EXTRACT >>
Sihasin is a Diné (Navajo) band consisting of brother and sister duo, Clayson and Jeneda Benally. The band's name, "Sihasin", translates to "hope" in the Diné language. The band is from Flagstaff, Arizona, and their music is based in Diné culture, activism and punk rock.

==Background==
Clayson and Jeneda Benally are children of Jones Benally, a hoop dancer and traditional healer, and Berta Benally, a folk singer and activist. They grew up in Black Mesa during a land dispute between the Navajo Nation and Hopi, and the Peabody coal mining company, which resulted in the forced relocation of thousands of people. The activism they saw and participated in at the time later became an inspiration for their music.

In the 1990s, the siblings, along with their brother Klee, created a punk rock band called Blackfire when they were teenagers. In 2011, the band broke up. According to the siblings, while Blackfire was based on their anger at injustice, they created Sihasin to empower and inspire others to create change.

==History==
After their former band Blackfire went on hiatus, the group formed in 2012, with Janeda on bass and Clayson on drums. They released their debut album, Never Surrender, in 2012 on Tacoho Records. In 2013, Sihasin performed at the Gathering of Nations for the first time.

MATERIAL PROVIDED >>
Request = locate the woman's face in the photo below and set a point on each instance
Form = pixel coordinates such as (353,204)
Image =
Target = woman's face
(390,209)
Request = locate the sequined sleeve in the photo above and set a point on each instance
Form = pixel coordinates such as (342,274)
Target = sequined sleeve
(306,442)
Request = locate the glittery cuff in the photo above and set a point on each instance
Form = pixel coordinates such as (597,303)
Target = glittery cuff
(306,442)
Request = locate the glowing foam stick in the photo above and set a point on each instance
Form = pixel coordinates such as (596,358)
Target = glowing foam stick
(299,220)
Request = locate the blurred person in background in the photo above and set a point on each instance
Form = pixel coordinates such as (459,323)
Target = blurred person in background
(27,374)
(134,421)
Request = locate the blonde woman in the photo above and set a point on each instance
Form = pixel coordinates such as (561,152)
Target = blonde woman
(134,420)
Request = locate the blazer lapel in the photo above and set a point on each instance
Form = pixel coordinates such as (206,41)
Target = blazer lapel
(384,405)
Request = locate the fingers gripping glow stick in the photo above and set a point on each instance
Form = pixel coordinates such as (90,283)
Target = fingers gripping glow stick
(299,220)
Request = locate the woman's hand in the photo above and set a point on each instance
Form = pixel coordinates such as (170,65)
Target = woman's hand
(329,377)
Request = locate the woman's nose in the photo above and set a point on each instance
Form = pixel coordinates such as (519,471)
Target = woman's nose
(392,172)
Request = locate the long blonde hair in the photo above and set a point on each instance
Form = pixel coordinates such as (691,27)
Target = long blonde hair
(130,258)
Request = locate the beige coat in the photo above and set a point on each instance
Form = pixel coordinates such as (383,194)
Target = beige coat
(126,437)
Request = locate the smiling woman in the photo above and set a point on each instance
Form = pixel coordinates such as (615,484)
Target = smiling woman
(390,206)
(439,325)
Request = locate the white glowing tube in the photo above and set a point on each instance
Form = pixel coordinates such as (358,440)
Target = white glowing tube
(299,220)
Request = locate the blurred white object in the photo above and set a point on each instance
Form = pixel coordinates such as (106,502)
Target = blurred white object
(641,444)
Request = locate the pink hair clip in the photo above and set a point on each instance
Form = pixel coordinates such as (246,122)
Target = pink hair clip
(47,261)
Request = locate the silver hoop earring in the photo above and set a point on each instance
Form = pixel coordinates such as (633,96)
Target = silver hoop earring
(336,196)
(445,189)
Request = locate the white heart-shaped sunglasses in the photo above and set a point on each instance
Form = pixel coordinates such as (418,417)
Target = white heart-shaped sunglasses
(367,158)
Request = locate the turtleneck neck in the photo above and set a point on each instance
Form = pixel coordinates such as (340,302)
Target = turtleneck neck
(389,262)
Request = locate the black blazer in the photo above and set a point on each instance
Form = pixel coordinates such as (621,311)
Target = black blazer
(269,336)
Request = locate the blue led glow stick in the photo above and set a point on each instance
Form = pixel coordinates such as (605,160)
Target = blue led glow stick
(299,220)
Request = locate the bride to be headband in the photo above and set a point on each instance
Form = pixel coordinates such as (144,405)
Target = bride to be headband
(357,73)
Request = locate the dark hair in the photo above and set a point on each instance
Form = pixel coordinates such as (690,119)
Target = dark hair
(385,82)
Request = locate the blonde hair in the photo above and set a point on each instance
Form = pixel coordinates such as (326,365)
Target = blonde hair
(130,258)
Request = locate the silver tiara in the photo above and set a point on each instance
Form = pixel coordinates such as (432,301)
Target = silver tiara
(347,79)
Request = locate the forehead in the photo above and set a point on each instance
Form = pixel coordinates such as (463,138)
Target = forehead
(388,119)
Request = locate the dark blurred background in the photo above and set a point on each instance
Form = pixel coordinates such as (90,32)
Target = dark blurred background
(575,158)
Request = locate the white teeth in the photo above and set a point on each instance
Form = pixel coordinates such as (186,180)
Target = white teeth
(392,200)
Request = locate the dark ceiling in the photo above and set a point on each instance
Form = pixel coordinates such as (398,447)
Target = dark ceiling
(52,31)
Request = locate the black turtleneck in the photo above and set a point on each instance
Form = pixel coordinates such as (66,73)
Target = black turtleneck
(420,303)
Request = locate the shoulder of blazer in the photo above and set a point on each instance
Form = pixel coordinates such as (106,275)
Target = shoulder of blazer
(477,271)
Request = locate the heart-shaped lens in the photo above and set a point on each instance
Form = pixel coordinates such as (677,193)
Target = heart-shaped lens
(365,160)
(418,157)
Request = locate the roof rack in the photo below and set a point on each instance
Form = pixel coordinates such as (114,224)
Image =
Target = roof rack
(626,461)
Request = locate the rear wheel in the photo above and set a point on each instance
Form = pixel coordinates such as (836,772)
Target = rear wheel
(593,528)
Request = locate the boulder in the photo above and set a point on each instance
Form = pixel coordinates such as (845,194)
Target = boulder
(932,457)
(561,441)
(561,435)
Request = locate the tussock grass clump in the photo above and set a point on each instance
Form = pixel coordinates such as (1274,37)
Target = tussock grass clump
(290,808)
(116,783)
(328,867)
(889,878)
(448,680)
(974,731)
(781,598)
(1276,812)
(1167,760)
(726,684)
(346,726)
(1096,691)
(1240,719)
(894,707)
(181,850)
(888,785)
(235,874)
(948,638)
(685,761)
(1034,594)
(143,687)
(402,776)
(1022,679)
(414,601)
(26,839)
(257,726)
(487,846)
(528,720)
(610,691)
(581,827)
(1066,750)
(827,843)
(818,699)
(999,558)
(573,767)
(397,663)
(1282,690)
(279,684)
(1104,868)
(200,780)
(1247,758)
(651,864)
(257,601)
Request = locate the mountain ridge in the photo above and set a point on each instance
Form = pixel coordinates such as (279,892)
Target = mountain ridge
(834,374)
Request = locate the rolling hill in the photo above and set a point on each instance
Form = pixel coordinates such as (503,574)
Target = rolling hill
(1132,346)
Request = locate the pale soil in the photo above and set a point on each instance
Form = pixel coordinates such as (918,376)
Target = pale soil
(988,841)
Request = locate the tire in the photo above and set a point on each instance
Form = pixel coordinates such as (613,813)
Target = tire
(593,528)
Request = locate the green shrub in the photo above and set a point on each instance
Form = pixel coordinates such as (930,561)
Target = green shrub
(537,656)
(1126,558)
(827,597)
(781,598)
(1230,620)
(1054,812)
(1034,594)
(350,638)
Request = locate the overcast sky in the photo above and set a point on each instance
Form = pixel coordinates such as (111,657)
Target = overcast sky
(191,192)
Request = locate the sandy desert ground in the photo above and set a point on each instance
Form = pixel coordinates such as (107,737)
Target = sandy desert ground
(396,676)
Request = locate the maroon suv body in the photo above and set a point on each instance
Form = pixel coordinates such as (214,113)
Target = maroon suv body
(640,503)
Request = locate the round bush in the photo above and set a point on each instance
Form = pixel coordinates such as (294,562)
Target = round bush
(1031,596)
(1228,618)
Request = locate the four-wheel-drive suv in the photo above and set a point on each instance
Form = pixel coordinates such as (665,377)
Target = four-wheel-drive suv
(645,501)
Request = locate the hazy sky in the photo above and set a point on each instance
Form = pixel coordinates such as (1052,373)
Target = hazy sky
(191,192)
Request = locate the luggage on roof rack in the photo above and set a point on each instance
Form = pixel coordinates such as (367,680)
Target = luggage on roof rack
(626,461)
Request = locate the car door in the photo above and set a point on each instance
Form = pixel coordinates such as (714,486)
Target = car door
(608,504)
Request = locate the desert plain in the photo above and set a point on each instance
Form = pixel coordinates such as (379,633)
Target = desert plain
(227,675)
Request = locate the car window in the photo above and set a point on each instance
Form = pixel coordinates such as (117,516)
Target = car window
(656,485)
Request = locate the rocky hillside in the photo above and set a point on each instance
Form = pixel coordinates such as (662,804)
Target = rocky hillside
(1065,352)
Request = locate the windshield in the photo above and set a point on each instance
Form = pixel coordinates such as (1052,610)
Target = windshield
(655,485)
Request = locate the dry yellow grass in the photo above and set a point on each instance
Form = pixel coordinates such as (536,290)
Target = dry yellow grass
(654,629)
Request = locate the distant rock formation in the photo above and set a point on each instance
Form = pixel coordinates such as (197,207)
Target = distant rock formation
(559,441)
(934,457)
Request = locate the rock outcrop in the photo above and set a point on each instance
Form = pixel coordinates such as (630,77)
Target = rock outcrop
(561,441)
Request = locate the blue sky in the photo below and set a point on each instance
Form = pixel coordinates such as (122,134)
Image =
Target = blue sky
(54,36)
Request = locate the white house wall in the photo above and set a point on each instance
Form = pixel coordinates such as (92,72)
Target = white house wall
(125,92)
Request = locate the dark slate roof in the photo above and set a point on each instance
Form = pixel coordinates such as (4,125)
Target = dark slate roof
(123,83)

WORK REQUEST 1 >> From the passage on the band Sihasin, list every member of the Benally family it names.
WORK REQUEST 2 >>
Answer these questions using the passage on the band Sihasin.
(a) What does the name "Sihasin" mean in the Diné language?
(b) On which record label did the band release Never Surrender?
(c) In what year did Sihasin first perform at the Gathering of Nations?
WORK REQUEST 3 >> Write a continuation of the passage on the band Sihasin, picking up right after its final sentence.

WRITTEN ANSWER 1 >> Clayson Benally, Jeneda Benally, Jones Benally, Berta Benally, Klee

WRITTEN ANSWER 2 >>
(a) Hope
(b) Tacoho Records
(c) 2013

WRITTEN ANSWER 3 >>
In 2015, Sihasin's rock cover of "Winter Wonderland" was included on the album Punk Rock Christmas, released by Cleopatra Records. The song was later used in Hyundai's "Naughty or Nice" ad campaign in 2017.

Sihasin collaborated on The Okee Dokee Brothers' song "Sister Moon and Brother Sun", included on the 2017 album Saddle Up. The album was nominated for best children's album at the 2017 Grammy Awards. Sihasin's album, Fight Like a Woman, was released in 2018 by Tacoho Records, and recorded with producer Ed Stasium. In 2019, the album won "Best Rock Recording" at the Native American Music Awards.

During COVID-19, the band switched to performing online to replace in-person tours. In 2020, Sihasin performed as part of the Homegrown Concert series from the Library of Congress, which was streamed online due to the pandemic. In 2021, the band was selected by American Music Abroad, a cultural diplomacy program that shares American music internationally and is sponsored by the U.S. Department of State; as part of the program, they performed through international virtual tours, and they produced a single titled "We the People", which premiered digitally on July 4 in each American embassy.